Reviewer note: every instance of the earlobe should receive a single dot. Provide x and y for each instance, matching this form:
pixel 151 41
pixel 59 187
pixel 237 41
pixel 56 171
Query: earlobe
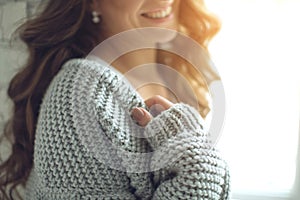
pixel 94 6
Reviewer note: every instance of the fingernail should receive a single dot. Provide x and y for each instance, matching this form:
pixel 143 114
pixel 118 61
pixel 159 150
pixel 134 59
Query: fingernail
pixel 137 114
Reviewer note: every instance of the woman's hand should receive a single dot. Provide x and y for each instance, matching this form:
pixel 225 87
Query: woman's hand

============================================================

§ WHAT IS BEING ASKED
Rewrite all the records above, swapping every "earlobe" for "ear tip" and keeping everything else the same. Leave out the pictures.

§ ANSWER TO THE EXERCISE
Reviewer note: every instance of the ear tip should receive a single dot. Provide x and y for each instance, matching this form:
pixel 151 41
pixel 59 187
pixel 237 41
pixel 56 171
Query: ear tip
pixel 94 6
Reviewer note: every instance of the fingernail should receive a single dot. Provide x and y for each instance, matching this form:
pixel 143 114
pixel 118 61
pixel 159 150
pixel 134 59
Query: fingernail
pixel 137 114
Reviewer note: every instance of the woman's hand should receive a single dot. Provide x and y for each instance, matching this form:
pixel 225 87
Query: woman's hand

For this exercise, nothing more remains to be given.